* Records for this exercise *
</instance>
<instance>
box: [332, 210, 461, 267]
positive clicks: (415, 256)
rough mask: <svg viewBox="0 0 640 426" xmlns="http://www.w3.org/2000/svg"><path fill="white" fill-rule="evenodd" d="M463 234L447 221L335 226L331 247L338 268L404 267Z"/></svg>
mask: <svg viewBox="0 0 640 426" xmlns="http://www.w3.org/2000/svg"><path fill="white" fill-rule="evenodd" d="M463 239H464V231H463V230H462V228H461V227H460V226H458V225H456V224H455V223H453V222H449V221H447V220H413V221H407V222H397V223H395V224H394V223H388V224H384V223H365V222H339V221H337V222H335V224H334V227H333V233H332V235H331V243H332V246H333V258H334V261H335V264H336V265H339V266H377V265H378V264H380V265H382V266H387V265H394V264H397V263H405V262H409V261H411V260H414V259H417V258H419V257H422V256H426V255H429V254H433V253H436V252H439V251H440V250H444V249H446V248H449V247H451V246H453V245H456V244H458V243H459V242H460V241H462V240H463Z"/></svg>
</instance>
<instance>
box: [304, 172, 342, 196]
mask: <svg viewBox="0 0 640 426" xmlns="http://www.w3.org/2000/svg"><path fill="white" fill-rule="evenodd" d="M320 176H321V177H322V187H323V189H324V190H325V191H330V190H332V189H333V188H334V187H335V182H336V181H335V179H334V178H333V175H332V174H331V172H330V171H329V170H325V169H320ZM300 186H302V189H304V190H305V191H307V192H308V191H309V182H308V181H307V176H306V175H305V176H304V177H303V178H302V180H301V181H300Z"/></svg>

* Exercise prompt *
Each of the lines above must appear again, unchanged.

* Solution to this exercise *
</instance>
<instance>
box: [332, 210, 461, 267]
positive clicks: (415, 256)
rough mask: <svg viewBox="0 0 640 426" xmlns="http://www.w3.org/2000/svg"><path fill="white" fill-rule="evenodd" d="M463 234L447 221L335 226L331 247L338 268L404 267Z"/></svg>
mask: <svg viewBox="0 0 640 426" xmlns="http://www.w3.org/2000/svg"><path fill="white" fill-rule="evenodd" d="M463 239H464V231H463V230H462V228H461V227H460V226H458V225H456V224H455V223H453V222H449V221H447V220H413V221H407V222H397V223H395V224H394V223H388V224H384V223H365V222H339V221H337V222H335V224H334V227H333V233H332V235H331V243H332V246H333V258H334V261H335V264H336V265H339V266H377V265H378V264H380V265H382V266H387V265H394V264H397V263H405V262H409V261H411V260H414V259H417V258H419V257H422V256H426V255H429V254H433V253H436V252H439V251H440V250H444V249H446V248H449V247H451V246H453V245H456V244H458V243H459V242H460V241H462V240H463Z"/></svg>
</instance>
<instance>
box: [304, 172, 342, 196]
mask: <svg viewBox="0 0 640 426" xmlns="http://www.w3.org/2000/svg"><path fill="white" fill-rule="evenodd" d="M320 176H321V177H322V187H323V189H324V190H325V191H330V190H332V189H333V188H334V187H335V182H336V181H335V179H334V178H333V175H332V174H331V172H330V171H329V170H325V169H320ZM300 186H302V189H304V190H305V191H307V192H308V191H309V182H308V181H307V176H306V175H305V176H304V177H303V178H302V180H301V181H300Z"/></svg>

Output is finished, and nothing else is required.